§ Text for analysis:
5.3.4 Conclusion

Open calls let many experts and non-experts propose solutions to problems where solutions are easier to check than generate.

In all three open call projects—Netflix Prize, Foldit, Peer-to-Patent—researchers posed questions of a specific form, solicited solutions, and then picked the best solutions. The researchers didn’t even need to know the best expert to ask, and sometimes the good ideas came from unexpected places.

Now I can also highlight two important differences between open call projects and human computation projects. First, in open call projects the researcher specifies a goal (e.g., predicting movie ratings) whereas in human computation the research specifies a micro-task (e.g., classifying a galaxy). Second, in open calls the researchers wanted the best contribution—the best algorithm for predicting movie ratings, the lowest-energy configuration of a protein, or the most relevant piece of prior art—not some kind of simple combination of all of the contributions.

Given the general template for open calls and these three examples, what kinds of problems in social research might be suitable to this approach? At this point, I should acknowledge that there have not been many successful examples yet (for reasons that I’ll explain in a moment). In terms of direct analogues, one could imagine that a Peer-to-Patent style project being used by a historical researcher searching for the earliest document to mention a specific person or idea. An open call approach to this kind of problem could be especially valuable when the relevant documents are not collected in a single archive but are widely distributed.

More generally, many governments have problems that might be amenable to open calls because they are about creating predictions that can be used to guide action (Kleinberg et al. 2015). For example, just as Netflix wanted to predict ratings on movies, governments might want to predict outcomes such as which restaurants are most likely to have health code violations in order to allocate inspection resources more efficiently. Motivated by this kind of problem, Glaeser et al. (2016) used an open call to help the City of Boston predict restaurant hygiene and sanitation violations based on data from Yelp reviews and historical inspection data. Glaeser and colleagues estimate that the predictive model that won the open call would improve the productivity of restaurant inspectors by about 50%. Businesses also have problems with a similar structure such as predicting customer churn (Provost and Fawcett 2013).

§ Source information:
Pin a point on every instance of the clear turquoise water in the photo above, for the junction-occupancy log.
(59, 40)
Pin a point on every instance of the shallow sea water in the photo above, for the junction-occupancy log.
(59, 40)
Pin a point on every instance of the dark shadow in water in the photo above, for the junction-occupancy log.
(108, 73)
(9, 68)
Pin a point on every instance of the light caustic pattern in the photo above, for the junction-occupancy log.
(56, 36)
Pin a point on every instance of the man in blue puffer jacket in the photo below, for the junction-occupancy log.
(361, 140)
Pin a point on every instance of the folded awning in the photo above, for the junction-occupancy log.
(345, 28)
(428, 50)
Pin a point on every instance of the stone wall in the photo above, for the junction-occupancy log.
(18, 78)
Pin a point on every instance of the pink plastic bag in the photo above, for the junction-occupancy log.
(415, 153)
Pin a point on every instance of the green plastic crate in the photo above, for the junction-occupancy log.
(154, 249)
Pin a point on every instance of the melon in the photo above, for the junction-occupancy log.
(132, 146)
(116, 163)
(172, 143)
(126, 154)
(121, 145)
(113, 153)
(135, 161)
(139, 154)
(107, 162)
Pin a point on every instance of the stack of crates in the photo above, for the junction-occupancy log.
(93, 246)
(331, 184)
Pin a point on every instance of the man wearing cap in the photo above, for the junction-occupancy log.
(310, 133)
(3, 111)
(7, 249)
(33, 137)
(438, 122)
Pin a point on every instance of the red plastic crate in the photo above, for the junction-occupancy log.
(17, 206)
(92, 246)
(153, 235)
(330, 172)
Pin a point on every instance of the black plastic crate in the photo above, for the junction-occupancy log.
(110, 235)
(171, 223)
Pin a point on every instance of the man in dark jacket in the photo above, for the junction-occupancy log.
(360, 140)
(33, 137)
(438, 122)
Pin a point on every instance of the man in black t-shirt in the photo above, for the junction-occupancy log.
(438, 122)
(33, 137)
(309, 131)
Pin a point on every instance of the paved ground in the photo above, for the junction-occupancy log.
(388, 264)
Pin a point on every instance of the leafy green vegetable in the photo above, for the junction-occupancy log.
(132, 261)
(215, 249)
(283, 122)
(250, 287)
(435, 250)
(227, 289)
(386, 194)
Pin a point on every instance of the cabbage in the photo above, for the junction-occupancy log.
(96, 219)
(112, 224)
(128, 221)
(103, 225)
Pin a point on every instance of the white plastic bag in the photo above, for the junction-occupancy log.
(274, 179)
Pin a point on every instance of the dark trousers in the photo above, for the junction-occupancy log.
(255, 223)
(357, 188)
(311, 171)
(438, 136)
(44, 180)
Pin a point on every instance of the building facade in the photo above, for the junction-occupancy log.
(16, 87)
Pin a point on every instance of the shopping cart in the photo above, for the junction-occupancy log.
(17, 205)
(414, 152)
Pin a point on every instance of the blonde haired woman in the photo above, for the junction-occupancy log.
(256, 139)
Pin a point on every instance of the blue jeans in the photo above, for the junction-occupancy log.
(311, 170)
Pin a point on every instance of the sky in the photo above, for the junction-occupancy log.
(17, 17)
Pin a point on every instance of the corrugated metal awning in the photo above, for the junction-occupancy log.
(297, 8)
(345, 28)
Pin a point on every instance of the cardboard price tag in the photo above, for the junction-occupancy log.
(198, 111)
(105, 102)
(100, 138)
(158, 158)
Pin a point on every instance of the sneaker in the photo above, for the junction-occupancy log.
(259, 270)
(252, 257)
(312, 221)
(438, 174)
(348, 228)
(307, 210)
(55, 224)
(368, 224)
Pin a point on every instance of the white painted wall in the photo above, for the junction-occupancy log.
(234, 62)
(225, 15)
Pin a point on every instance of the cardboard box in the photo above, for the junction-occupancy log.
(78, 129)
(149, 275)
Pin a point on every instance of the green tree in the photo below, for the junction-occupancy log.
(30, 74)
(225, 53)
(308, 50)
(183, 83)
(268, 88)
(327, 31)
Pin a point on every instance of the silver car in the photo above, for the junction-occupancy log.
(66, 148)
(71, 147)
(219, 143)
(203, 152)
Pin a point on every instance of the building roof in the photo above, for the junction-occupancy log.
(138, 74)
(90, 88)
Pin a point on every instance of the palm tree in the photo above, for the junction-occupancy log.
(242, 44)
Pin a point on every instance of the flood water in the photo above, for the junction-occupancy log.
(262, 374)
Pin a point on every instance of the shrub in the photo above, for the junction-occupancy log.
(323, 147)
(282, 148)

§ Problem requirements: Can you retype the passage on open calls, starting with "In all three" and going on through "from unexpected places."? This material comes from a different source than the passage on open calls.

§ Response:
In all three open call projects—Netflix Prize, Foldit, Peer-to-Patent—researchers posed questions of a specific form, solicited solutions, and then picked the best solutions. The researchers didn’t even need to know the best expert to ask, and sometimes the good ideas came from unexpected places.